# WHAT YOU NEED TO DO:
For the word "orange", count the lines of the records that hold it, and give only that number.

*** RECORDS TO PROCESS Section Begins ***

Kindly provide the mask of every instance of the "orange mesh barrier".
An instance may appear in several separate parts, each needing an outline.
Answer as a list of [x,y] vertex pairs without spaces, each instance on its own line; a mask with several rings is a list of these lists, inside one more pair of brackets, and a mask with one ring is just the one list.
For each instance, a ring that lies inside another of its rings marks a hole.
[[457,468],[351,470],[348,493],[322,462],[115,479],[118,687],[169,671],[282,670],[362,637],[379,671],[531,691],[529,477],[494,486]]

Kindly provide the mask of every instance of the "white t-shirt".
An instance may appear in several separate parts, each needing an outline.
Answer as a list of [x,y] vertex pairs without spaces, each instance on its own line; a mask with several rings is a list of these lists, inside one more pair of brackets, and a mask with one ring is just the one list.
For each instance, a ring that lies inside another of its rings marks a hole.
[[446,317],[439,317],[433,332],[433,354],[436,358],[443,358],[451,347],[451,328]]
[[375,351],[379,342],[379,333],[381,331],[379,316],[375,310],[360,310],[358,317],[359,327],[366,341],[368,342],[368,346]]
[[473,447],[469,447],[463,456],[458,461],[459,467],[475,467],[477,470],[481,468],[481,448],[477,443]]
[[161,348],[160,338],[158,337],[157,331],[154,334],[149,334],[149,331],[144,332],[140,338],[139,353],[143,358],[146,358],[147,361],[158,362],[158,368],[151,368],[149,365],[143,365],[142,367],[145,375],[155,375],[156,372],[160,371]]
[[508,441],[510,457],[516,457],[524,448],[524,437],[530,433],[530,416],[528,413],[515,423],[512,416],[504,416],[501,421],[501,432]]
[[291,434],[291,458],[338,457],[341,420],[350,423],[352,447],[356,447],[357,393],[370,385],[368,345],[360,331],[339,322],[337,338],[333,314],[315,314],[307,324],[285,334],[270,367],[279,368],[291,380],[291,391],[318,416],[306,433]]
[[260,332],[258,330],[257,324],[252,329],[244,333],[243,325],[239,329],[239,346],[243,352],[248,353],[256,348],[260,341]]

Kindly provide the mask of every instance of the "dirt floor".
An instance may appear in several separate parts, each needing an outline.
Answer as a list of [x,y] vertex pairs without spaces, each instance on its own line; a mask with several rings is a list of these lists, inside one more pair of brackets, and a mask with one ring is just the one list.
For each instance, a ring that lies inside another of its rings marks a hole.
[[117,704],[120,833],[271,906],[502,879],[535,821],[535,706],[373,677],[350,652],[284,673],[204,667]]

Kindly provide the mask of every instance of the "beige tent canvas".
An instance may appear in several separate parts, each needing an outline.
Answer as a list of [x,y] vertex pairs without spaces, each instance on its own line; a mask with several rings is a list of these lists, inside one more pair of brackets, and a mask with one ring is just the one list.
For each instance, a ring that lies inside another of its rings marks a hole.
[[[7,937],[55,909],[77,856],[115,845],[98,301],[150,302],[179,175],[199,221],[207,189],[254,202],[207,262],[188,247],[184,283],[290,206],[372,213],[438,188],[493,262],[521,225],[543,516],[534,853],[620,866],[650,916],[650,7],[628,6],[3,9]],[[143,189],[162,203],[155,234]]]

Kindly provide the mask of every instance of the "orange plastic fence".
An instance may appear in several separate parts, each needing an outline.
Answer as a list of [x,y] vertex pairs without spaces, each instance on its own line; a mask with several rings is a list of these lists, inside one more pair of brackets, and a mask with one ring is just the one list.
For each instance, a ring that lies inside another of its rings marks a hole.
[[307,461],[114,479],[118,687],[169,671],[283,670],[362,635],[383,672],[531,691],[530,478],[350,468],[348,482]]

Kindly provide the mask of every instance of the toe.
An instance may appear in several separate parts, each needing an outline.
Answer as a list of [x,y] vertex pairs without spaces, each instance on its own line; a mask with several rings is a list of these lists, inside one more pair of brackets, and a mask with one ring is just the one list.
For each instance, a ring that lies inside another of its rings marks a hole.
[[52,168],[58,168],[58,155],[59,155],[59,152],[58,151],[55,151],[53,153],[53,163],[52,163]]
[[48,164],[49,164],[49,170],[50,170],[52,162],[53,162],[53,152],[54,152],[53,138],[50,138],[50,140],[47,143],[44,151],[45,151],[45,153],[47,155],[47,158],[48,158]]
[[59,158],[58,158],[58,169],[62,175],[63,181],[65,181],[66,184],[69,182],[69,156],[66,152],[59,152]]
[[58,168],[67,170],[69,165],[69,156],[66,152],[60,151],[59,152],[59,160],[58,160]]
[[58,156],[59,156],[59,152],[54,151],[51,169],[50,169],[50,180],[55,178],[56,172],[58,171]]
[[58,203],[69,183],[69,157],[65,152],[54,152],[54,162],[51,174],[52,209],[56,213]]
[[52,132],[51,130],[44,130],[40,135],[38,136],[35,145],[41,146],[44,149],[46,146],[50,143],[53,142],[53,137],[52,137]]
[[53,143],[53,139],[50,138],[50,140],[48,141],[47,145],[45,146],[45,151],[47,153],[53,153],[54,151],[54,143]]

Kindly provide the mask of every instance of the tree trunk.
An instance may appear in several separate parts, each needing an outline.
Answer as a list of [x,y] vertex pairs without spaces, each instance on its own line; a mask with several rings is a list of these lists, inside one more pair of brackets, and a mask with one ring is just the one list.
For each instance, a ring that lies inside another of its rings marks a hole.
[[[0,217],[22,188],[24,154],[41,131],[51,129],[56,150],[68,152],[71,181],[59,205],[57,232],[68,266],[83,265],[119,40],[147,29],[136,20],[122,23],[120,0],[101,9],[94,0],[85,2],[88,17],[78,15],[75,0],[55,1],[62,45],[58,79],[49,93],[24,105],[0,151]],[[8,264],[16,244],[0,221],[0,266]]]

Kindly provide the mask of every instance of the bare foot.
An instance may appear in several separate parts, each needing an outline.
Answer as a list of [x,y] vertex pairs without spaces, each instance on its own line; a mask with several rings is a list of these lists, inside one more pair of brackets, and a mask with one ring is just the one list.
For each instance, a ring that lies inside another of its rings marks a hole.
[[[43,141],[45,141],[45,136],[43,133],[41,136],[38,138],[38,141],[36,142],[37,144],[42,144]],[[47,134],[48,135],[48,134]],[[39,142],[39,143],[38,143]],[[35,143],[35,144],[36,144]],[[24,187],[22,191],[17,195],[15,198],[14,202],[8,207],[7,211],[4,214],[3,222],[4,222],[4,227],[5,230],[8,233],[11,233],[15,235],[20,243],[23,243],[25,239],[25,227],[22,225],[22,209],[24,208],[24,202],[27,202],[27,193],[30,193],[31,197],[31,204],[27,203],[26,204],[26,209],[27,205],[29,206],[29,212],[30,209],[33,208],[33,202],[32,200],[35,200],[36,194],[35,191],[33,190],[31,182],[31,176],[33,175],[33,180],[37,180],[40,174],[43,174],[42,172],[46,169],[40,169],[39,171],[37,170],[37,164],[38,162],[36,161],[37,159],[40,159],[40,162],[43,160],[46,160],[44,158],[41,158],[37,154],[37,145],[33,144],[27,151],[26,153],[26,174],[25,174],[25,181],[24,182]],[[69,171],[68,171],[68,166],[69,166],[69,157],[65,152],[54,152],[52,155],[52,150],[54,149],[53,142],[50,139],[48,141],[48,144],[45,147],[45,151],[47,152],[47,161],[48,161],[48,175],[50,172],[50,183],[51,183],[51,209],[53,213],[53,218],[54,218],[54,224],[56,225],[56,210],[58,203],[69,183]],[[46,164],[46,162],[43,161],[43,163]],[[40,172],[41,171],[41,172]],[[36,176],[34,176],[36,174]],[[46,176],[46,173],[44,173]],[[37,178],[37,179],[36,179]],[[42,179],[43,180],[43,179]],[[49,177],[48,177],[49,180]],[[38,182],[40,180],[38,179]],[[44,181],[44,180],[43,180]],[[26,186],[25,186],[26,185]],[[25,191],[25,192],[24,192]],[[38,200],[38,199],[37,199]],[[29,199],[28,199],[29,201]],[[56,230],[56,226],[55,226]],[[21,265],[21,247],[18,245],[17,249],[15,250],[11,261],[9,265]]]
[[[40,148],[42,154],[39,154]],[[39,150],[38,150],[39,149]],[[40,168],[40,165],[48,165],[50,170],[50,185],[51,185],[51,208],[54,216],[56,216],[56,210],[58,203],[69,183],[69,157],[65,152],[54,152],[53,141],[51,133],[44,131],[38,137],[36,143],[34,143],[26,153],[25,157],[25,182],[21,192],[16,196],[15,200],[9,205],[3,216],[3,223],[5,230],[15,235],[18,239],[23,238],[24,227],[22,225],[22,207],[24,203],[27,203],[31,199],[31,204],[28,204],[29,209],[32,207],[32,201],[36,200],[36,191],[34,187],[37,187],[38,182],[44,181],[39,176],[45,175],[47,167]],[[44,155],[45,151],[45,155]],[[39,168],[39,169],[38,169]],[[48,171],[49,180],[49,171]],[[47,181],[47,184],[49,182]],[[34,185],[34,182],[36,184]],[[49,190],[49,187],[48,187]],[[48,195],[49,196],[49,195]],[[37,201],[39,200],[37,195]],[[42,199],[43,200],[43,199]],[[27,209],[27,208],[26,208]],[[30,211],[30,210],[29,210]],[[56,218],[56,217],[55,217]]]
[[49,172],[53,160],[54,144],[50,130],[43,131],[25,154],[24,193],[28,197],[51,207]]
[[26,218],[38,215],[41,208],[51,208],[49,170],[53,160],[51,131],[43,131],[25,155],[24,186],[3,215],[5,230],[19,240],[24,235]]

*** RECORDS TO PROCESS Section Ends ***

# REPLY:
2